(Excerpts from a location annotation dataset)

^^^^^^^^

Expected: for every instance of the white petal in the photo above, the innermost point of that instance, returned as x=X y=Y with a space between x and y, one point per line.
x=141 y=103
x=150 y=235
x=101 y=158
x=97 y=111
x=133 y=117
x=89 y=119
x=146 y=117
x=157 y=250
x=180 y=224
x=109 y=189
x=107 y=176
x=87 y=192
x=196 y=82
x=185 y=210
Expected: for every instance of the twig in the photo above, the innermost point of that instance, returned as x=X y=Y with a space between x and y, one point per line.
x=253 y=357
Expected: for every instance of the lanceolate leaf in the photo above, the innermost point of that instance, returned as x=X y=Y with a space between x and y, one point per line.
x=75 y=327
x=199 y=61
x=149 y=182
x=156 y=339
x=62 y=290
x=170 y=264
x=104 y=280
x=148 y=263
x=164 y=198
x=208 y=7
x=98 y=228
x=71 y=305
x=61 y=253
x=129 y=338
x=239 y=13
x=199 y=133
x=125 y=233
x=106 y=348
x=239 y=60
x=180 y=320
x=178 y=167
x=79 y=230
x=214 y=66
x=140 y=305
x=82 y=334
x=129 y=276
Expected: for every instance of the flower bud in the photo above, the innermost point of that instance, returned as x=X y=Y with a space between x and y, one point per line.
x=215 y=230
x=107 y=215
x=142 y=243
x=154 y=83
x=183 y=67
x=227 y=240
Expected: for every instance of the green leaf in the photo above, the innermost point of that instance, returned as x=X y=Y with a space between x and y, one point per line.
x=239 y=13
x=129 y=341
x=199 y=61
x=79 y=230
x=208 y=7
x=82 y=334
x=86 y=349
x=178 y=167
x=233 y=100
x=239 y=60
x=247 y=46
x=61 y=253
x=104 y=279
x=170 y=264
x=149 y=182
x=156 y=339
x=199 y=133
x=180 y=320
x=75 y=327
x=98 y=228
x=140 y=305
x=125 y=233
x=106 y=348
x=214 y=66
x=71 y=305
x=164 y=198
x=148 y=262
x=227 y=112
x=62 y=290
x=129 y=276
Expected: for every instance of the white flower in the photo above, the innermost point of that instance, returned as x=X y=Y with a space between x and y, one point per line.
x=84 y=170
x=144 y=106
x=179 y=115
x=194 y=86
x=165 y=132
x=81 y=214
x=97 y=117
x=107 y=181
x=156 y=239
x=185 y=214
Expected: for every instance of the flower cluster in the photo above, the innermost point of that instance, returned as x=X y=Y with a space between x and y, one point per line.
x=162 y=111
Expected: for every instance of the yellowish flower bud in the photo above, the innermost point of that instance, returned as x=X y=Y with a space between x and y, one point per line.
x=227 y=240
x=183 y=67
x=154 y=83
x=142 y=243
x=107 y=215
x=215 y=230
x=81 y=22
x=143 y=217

^^^^^^^^

**Requirement**
Convert all of the records above into a numbered list, leaving out any blank lines.

**Solved problem**
1. Expected: for every instance of the white petal in the photo above, the innermost point of that instance, returned as x=X y=Y with a space between x and y, one point per line.
2. x=141 y=103
3. x=150 y=235
4. x=101 y=158
5. x=97 y=111
6. x=133 y=117
7. x=89 y=119
8. x=146 y=117
9. x=157 y=250
10. x=180 y=224
11. x=109 y=189
12. x=107 y=176
13. x=87 y=192
14. x=196 y=82
15. x=185 y=210
16. Expected: for every instance of the twig in the photo above, the innermost point of that instance, returned as x=X y=Y with a space between x and y, one point per line.
17. x=253 y=357
18. Expected: for every instance of the lanceolate leaf in the photo above, the innermost point of that instance, returned as x=X y=Y with a space between x and y, one point per line.
19. x=75 y=327
20. x=199 y=61
21. x=149 y=182
22. x=156 y=339
23. x=62 y=290
24. x=170 y=264
25. x=104 y=280
26. x=148 y=263
27. x=164 y=198
28. x=208 y=7
29. x=98 y=228
30. x=71 y=305
31. x=61 y=253
32. x=129 y=338
33. x=239 y=13
34. x=199 y=133
35. x=125 y=233
36. x=106 y=348
37. x=239 y=60
38. x=180 y=320
39. x=178 y=167
40. x=79 y=230
41. x=214 y=66
42. x=140 y=305
43. x=82 y=334
44. x=129 y=276
45. Expected: for every instance of the flower bud in the photo above, the innermost point of that instance, returned as x=X y=Y with a space between x and y, one point per line.
46. x=215 y=230
47. x=107 y=215
48. x=142 y=243
49. x=154 y=83
50. x=183 y=67
51. x=227 y=240
52. Expected: for every instance of the green leaf in the photo above, the innermost point of that instance, returned as x=X y=Y with a space between x and y, one point per line.
53. x=239 y=13
54. x=129 y=341
55. x=199 y=61
56. x=79 y=230
57. x=208 y=7
58. x=82 y=334
59. x=86 y=349
60. x=178 y=167
61. x=233 y=100
62. x=239 y=60
63. x=247 y=46
64. x=61 y=253
65. x=104 y=279
66. x=170 y=264
67. x=149 y=182
68. x=156 y=339
69. x=199 y=133
70. x=180 y=320
71. x=75 y=327
72. x=98 y=228
73. x=140 y=305
74. x=125 y=233
75. x=106 y=348
76. x=214 y=66
77. x=71 y=305
78. x=164 y=198
79. x=148 y=262
80. x=227 y=112
81. x=62 y=290
82. x=129 y=276
83. Expected: for every instance of the white flower in the photo above, the innermost point of that instance, returned as x=X y=Y with a space between x and y, one point per line.
84. x=84 y=170
85. x=144 y=106
86. x=179 y=115
87. x=194 y=86
88. x=165 y=132
89. x=81 y=214
90. x=97 y=117
91. x=107 y=181
92. x=156 y=239
93. x=185 y=214
94. Expected: for every instance of the flower cluster in the photo above, the innermost point of that instance, returned as x=X y=Y with a space between x and y, one point per line.
95. x=162 y=111
96. Expected: for every instance of the yellowish flower bud in the photo above, the innermost point of that instance, returned as x=X y=Y with a space between x and y, one point per line.
97. x=227 y=240
98. x=183 y=67
99. x=154 y=83
100. x=142 y=243
101. x=107 y=215
102. x=215 y=230
103. x=81 y=22
104. x=143 y=217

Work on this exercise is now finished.